* _Given task_
Transcribe verbatim every line from the line containing "spine and record the coordinates." to the end of the entries, including both endpoints. Output nothing beyond those lines.

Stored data
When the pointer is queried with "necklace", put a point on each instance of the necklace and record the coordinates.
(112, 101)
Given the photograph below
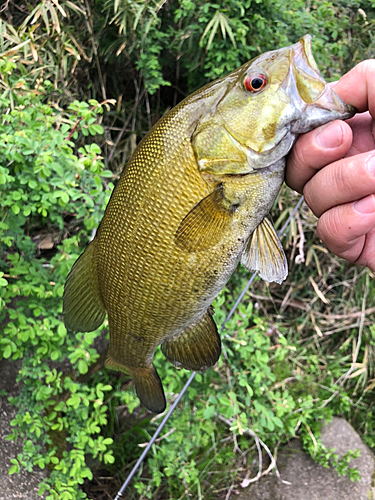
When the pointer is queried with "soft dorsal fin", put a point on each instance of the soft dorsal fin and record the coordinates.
(264, 253)
(197, 348)
(83, 307)
(204, 225)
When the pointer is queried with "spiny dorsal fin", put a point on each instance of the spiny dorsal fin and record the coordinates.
(264, 253)
(204, 225)
(198, 348)
(83, 307)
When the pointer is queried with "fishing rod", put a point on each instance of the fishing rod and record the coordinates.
(192, 376)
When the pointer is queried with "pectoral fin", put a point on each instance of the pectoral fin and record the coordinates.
(147, 383)
(198, 348)
(204, 225)
(83, 307)
(264, 253)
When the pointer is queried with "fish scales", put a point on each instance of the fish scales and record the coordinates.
(189, 206)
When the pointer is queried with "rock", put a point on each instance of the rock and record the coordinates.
(311, 481)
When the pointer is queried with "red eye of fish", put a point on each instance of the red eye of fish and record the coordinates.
(255, 83)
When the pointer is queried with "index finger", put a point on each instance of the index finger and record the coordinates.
(357, 87)
(331, 142)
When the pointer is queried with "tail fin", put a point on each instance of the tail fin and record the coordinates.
(147, 383)
(83, 307)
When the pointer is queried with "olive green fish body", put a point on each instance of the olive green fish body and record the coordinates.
(192, 203)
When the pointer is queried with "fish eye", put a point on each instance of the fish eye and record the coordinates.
(255, 83)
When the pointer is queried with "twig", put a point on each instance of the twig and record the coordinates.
(251, 433)
(344, 377)
(143, 445)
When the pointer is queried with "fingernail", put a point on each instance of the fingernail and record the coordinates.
(366, 205)
(330, 136)
(370, 164)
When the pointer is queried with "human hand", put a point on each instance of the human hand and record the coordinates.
(342, 194)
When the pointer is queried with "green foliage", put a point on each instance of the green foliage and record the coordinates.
(43, 182)
(279, 375)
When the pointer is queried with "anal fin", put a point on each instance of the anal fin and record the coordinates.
(147, 383)
(197, 348)
(83, 307)
(264, 253)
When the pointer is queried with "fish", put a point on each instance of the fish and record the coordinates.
(192, 203)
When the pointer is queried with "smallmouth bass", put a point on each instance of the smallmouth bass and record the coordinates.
(189, 206)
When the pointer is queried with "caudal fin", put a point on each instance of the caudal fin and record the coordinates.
(147, 383)
(83, 307)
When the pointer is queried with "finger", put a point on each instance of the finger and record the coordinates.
(349, 231)
(316, 149)
(363, 127)
(343, 181)
(357, 86)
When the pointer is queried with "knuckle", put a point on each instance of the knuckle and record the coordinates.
(329, 229)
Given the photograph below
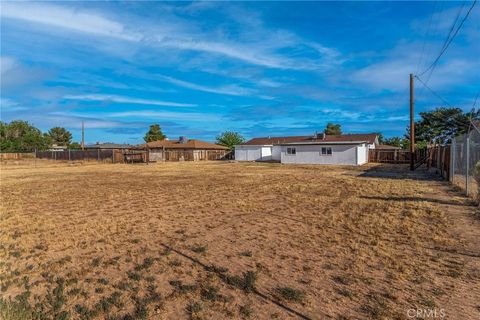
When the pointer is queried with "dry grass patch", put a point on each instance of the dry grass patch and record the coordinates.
(224, 240)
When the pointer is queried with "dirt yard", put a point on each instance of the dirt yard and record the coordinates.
(218, 240)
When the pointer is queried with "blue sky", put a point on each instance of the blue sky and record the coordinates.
(259, 68)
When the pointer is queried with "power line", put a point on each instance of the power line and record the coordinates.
(445, 47)
(447, 39)
(427, 32)
(432, 91)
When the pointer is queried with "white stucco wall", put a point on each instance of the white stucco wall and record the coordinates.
(266, 153)
(311, 154)
(362, 154)
(276, 153)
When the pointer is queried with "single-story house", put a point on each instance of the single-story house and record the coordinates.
(184, 149)
(349, 149)
(56, 147)
(107, 146)
(387, 147)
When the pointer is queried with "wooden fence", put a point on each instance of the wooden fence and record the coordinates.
(394, 156)
(17, 156)
(439, 157)
(113, 156)
(388, 156)
(188, 155)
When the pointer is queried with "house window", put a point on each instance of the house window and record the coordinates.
(291, 151)
(326, 151)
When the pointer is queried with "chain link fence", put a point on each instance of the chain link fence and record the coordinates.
(466, 163)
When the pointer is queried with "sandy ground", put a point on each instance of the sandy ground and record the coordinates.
(218, 240)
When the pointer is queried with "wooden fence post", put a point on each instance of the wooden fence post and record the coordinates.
(467, 164)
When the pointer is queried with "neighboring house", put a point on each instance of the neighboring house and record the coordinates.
(184, 149)
(387, 147)
(55, 147)
(108, 146)
(350, 149)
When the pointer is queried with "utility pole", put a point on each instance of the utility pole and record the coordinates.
(412, 126)
(83, 137)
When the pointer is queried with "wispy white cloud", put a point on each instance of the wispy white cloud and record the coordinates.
(151, 114)
(261, 50)
(121, 99)
(233, 90)
(7, 64)
(8, 105)
(67, 18)
(185, 116)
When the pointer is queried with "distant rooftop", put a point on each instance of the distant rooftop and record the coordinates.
(107, 145)
(369, 137)
(182, 144)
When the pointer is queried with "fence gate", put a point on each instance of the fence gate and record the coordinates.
(465, 166)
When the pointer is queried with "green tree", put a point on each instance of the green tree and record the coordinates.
(155, 133)
(60, 136)
(230, 139)
(441, 124)
(396, 142)
(21, 136)
(381, 138)
(333, 129)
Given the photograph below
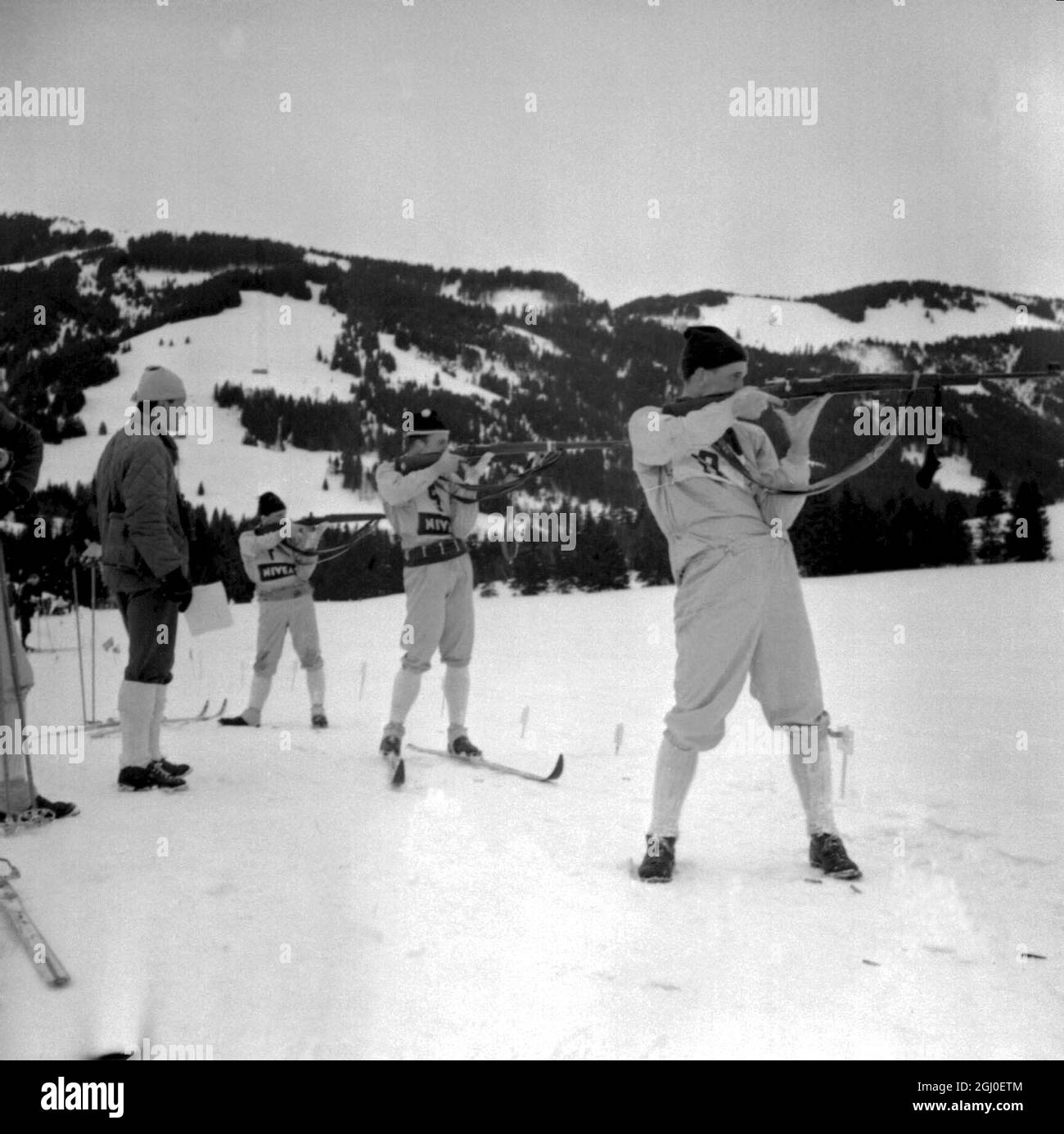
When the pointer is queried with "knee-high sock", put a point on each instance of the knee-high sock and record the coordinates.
(156, 727)
(260, 690)
(672, 781)
(456, 692)
(315, 685)
(814, 785)
(137, 704)
(404, 693)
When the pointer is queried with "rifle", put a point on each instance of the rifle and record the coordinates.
(787, 388)
(794, 389)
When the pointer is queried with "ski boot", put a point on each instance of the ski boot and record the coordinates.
(660, 858)
(826, 851)
(59, 810)
(43, 811)
(135, 778)
(391, 749)
(463, 746)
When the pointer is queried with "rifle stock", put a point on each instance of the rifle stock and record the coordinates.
(787, 388)
(796, 389)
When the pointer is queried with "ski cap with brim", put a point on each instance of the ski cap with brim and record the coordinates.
(426, 421)
(159, 385)
(270, 504)
(708, 349)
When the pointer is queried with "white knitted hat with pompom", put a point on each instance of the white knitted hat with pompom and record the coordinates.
(159, 385)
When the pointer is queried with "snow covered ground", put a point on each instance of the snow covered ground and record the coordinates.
(291, 905)
(793, 325)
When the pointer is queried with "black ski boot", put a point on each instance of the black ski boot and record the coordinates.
(463, 746)
(59, 808)
(826, 851)
(138, 779)
(391, 749)
(44, 810)
(660, 858)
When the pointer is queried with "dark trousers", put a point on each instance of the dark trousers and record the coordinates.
(146, 614)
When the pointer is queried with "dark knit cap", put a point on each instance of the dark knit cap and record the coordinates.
(426, 421)
(708, 349)
(270, 502)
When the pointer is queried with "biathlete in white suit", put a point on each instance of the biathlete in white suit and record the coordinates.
(279, 558)
(738, 604)
(426, 507)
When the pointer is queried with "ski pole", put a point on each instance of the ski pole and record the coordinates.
(92, 639)
(12, 657)
(77, 623)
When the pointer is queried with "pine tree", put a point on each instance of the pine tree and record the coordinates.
(531, 574)
(1026, 538)
(957, 540)
(600, 564)
(990, 507)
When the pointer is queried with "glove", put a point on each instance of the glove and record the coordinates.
(449, 463)
(177, 589)
(8, 500)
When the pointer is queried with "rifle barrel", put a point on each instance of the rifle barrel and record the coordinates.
(791, 388)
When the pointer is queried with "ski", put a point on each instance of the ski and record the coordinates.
(43, 960)
(202, 714)
(506, 769)
(97, 726)
(108, 728)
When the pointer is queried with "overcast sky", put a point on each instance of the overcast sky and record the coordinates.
(428, 102)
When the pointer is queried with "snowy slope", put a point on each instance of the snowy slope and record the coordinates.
(226, 347)
(792, 325)
(291, 905)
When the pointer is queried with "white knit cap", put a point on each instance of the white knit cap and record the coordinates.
(159, 385)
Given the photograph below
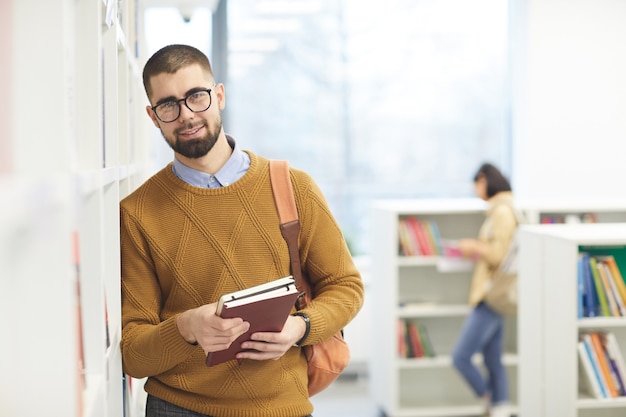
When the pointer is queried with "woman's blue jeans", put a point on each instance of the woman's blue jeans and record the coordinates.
(483, 332)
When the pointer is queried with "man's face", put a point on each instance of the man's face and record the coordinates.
(192, 134)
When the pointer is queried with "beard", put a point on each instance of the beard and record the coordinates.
(194, 148)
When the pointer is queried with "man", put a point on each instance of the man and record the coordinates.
(206, 225)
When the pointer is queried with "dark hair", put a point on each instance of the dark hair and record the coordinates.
(496, 181)
(170, 59)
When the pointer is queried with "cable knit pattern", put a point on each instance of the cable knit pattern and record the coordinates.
(183, 246)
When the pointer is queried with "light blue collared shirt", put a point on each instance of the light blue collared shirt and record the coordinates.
(235, 168)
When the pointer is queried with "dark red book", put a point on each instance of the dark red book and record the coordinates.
(266, 307)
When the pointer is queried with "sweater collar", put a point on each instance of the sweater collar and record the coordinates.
(235, 168)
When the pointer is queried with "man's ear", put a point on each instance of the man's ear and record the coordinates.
(152, 116)
(221, 95)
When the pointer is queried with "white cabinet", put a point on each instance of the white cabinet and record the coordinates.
(73, 147)
(416, 289)
(548, 324)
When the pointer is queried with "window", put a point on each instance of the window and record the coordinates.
(386, 99)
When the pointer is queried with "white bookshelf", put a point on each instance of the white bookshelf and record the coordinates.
(424, 386)
(548, 323)
(72, 155)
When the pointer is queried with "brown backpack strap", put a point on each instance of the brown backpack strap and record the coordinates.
(289, 222)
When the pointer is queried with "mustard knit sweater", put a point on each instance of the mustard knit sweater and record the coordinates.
(183, 246)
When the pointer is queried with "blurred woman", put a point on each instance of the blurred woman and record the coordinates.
(484, 328)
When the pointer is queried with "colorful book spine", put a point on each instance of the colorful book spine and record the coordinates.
(590, 373)
(604, 306)
(591, 351)
(604, 364)
(590, 296)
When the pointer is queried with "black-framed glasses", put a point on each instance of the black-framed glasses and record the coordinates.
(197, 102)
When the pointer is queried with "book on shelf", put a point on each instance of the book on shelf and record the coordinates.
(428, 346)
(593, 356)
(416, 348)
(266, 307)
(590, 304)
(608, 287)
(615, 356)
(590, 377)
(418, 237)
(609, 261)
(580, 283)
(413, 340)
(403, 347)
(419, 232)
(605, 368)
(602, 288)
(604, 306)
(619, 307)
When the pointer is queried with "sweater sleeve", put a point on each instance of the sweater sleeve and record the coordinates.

* _Solution_
When the pointer is queried with "colorful book spine", put a point on each instance of the colorful book spine and record the coordinates.
(590, 373)
(604, 306)
(591, 351)
(604, 364)
(590, 296)
When the pointer is queried with "black-framed glasses", put a point on each instance of the black-framed glasses and record the coordinates.
(197, 102)
When the pointer is queried with "book on shelf", put a point on each instance of the book on shelf and record the coordinates.
(428, 346)
(593, 356)
(416, 348)
(266, 307)
(590, 304)
(608, 287)
(615, 356)
(590, 377)
(418, 237)
(609, 261)
(580, 283)
(413, 340)
(403, 347)
(419, 232)
(605, 368)
(602, 288)
(604, 306)
(619, 307)
When the pointer is queried with "sweater sleeve", put a point on each instance of the sweater sleeve and record the coordinates.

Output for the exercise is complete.